/---

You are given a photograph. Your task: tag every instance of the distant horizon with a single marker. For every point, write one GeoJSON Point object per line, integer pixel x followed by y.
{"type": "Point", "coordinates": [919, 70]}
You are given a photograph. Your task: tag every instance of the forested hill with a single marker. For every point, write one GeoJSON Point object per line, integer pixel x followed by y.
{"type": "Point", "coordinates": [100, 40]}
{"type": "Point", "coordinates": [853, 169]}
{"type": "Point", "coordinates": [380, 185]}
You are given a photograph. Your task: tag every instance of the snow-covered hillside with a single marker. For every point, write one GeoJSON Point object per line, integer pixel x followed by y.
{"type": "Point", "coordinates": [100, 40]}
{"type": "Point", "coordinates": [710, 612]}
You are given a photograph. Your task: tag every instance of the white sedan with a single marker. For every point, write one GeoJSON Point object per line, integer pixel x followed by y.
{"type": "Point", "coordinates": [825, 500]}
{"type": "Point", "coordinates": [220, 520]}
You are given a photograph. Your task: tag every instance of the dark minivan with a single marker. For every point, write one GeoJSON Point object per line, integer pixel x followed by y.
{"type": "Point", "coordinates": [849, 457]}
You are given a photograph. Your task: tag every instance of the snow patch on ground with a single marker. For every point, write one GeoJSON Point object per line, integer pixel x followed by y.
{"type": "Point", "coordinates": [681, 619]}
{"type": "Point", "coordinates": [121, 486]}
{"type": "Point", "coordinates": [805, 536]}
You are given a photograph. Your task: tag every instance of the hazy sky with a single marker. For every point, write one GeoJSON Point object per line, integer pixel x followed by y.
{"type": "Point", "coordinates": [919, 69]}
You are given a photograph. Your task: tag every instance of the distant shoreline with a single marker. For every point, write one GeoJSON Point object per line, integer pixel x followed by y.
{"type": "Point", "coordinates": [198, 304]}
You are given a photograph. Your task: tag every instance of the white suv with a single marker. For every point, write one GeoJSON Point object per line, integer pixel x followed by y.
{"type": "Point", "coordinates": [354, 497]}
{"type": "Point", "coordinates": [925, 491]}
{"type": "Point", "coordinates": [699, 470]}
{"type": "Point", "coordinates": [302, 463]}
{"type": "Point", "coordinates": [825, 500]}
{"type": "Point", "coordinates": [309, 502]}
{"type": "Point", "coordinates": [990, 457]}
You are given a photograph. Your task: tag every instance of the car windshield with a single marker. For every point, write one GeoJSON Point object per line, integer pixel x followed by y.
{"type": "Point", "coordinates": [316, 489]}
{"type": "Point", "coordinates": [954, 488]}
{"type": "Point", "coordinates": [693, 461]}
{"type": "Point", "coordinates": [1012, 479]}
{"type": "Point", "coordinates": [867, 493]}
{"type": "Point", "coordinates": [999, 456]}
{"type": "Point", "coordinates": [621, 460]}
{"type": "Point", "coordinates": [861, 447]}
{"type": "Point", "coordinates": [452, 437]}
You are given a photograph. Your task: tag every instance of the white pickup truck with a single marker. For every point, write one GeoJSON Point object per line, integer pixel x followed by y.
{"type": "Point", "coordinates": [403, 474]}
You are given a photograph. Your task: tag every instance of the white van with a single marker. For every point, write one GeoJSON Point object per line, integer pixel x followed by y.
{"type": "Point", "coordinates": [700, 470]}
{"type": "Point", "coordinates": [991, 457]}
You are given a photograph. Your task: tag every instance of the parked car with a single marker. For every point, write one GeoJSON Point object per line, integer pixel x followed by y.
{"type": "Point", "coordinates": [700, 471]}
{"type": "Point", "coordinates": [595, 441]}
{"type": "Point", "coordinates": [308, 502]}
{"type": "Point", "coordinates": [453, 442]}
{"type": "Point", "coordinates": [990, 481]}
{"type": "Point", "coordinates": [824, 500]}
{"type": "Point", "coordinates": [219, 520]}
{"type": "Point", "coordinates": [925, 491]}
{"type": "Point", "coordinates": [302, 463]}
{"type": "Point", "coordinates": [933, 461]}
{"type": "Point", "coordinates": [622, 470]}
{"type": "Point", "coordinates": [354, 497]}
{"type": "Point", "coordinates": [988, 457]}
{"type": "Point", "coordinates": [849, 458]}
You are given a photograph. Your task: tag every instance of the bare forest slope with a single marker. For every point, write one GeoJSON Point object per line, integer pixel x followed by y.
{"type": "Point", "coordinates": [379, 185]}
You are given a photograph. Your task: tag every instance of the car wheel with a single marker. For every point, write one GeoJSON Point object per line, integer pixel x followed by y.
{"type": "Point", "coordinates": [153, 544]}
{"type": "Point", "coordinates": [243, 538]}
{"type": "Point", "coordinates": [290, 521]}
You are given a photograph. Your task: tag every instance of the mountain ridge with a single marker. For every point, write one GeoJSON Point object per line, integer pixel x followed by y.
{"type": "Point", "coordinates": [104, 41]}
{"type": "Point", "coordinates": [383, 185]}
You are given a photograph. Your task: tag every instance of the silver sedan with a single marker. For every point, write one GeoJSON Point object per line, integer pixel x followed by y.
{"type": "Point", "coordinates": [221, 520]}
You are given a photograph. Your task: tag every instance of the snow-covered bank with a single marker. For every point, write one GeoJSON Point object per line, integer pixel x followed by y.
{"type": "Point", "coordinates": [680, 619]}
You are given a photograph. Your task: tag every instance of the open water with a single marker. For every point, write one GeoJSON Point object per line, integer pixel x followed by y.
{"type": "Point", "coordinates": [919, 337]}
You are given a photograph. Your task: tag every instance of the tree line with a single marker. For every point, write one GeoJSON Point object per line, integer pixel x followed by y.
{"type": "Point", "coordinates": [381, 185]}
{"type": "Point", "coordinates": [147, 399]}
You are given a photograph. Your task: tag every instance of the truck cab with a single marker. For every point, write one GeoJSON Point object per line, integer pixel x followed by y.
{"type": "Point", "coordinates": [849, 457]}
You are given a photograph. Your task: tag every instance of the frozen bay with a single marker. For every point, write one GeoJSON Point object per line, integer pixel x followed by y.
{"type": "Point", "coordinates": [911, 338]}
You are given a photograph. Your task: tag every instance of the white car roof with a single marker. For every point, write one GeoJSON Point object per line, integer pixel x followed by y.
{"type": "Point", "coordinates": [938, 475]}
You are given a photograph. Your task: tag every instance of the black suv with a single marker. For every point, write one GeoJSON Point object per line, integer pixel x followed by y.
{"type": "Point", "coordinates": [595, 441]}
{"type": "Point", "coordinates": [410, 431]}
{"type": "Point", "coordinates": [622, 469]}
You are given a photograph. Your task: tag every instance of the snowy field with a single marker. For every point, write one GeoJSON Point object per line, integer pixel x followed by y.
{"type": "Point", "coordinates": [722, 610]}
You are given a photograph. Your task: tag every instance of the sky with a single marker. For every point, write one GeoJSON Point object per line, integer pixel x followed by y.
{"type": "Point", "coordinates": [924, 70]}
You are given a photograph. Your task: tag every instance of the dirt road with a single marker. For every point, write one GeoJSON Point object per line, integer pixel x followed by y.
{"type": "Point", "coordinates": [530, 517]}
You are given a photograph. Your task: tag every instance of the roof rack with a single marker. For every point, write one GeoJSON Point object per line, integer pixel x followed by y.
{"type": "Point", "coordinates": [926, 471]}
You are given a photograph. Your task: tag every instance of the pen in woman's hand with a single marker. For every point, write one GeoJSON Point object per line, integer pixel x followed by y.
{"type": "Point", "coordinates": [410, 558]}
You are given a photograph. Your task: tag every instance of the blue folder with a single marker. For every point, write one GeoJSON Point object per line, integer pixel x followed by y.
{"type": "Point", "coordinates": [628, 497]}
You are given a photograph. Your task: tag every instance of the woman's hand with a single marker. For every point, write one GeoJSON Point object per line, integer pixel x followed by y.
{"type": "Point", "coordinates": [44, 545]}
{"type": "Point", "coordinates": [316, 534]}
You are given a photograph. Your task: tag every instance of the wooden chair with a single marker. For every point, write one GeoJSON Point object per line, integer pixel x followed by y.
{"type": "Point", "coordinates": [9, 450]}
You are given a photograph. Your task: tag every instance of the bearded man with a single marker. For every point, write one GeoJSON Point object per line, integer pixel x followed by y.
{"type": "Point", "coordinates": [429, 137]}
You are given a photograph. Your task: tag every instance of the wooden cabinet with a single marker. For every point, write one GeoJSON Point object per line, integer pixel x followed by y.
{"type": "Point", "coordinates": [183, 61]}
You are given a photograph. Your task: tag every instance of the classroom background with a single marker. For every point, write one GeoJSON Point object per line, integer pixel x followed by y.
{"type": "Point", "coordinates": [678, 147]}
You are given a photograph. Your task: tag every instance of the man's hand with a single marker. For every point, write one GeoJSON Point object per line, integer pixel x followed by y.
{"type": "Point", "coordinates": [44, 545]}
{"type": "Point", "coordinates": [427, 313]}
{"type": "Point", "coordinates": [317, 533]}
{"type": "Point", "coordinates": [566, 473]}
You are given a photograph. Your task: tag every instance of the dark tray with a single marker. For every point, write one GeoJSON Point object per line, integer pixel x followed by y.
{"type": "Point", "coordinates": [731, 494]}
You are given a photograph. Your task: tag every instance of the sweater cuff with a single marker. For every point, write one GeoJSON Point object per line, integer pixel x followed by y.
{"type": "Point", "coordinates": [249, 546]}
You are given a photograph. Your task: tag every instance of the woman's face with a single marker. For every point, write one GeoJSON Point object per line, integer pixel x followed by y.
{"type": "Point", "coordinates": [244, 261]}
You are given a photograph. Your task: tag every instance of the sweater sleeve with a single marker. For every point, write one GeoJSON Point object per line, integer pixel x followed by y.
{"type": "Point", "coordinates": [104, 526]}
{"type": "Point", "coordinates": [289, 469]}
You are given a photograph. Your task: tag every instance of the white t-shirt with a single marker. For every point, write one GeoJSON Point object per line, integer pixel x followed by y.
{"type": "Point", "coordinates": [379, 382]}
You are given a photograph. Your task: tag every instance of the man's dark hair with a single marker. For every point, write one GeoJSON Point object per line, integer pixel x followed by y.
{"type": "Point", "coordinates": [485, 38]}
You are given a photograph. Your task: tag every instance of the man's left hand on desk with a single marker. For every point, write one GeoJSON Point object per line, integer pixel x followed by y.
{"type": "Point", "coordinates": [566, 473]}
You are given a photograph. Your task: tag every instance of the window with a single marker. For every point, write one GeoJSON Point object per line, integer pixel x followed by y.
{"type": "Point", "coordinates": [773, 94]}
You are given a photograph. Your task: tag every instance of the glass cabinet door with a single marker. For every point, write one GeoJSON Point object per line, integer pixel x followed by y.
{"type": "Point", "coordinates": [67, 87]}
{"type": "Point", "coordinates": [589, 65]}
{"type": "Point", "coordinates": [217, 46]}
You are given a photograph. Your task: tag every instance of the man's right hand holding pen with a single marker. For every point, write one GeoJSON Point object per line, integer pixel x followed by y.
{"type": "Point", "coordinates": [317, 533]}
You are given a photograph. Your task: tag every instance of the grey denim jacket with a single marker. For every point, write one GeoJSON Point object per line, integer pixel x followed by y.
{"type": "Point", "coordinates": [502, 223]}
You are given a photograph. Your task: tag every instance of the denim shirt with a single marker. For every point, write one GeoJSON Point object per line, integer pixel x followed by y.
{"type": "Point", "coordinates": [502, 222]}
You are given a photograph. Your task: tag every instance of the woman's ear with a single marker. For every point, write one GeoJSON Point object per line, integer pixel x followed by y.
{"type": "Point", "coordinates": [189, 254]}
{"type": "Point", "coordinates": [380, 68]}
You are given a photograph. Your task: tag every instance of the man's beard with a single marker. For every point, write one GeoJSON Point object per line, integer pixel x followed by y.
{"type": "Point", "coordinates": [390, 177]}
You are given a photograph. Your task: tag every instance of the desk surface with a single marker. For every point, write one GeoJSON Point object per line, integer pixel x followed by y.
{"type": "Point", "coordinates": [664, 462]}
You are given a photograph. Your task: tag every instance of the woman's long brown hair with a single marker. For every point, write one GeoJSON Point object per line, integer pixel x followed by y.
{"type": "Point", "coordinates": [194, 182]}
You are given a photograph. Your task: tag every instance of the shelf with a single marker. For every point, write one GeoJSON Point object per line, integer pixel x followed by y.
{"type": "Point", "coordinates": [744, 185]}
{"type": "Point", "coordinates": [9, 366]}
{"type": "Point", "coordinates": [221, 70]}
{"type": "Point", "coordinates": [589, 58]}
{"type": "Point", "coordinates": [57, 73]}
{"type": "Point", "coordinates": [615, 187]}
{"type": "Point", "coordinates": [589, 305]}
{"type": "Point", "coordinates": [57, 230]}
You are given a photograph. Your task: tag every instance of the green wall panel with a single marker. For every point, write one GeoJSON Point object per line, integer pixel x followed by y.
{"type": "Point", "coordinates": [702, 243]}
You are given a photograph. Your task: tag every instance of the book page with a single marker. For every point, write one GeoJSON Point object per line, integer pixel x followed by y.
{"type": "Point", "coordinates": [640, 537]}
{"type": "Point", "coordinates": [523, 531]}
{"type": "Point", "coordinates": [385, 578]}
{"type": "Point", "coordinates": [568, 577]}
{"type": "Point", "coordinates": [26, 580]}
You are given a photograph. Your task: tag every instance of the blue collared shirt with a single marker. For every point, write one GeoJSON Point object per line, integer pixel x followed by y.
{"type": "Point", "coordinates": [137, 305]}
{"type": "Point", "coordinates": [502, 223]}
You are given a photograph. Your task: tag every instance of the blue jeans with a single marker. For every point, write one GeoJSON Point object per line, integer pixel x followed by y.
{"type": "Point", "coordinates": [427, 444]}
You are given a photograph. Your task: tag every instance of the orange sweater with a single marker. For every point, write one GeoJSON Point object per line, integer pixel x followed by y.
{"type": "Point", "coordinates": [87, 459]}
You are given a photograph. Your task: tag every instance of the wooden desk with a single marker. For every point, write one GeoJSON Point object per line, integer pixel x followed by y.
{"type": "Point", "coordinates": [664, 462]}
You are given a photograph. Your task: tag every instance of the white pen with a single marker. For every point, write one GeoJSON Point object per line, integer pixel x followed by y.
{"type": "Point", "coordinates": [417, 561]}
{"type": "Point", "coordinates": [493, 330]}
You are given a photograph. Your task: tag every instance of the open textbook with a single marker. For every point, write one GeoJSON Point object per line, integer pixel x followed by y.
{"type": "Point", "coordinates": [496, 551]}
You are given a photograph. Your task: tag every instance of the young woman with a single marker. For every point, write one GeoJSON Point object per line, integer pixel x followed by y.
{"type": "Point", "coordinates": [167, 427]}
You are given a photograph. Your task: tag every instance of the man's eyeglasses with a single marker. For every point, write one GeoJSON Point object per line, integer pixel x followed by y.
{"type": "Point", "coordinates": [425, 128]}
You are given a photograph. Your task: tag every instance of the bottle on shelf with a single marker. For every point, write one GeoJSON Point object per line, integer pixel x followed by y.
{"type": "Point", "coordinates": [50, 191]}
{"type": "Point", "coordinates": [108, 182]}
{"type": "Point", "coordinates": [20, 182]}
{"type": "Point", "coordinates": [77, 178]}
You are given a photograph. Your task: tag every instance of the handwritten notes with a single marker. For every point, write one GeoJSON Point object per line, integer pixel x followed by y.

\---

● EXERCISE PROMPT:
In the material above, find the line with "the white pen"; then retype it and every line after it through the last, exactly as written.

● RESPONSE AREA:
You are given a photograph. Your task: tag every instance of the white pen with a single marker. For every point, write one GeoJSON Point object per line, integer pixel x followed by y.
{"type": "Point", "coordinates": [417, 561]}
{"type": "Point", "coordinates": [493, 330]}
You are given a photograph. Your task: tag every instance of the open textbook with a single marker. For every point, write one GeoJSON Point object per line, integer pixel x followed by y.
{"type": "Point", "coordinates": [496, 551]}
You are given a photograph. Your task: tag every instance of the young woman with a single marker. For every point, write one GeoJSON Point object per line, integer pixel x followed by y.
{"type": "Point", "coordinates": [167, 427]}
You are given a photograph. Your task: tag every instance of the man's eyeglasses with a single marker. For every point, write one GeoJSON Point object per line, integer pixel x followed by y.
{"type": "Point", "coordinates": [425, 128]}
You are given a photograph. Your task: tag every instance of the bottle on shelf with a single marker. For every point, write one GeoJSON Point object per line, integer pixel x followed by y.
{"type": "Point", "coordinates": [50, 191]}
{"type": "Point", "coordinates": [108, 182]}
{"type": "Point", "coordinates": [20, 182]}
{"type": "Point", "coordinates": [77, 178]}
You are given a photograph. Your task: tag every instance of the handwritten notes with a single marker. For every point, write one GeoJSON Point object per line, integer pixel x followed by y.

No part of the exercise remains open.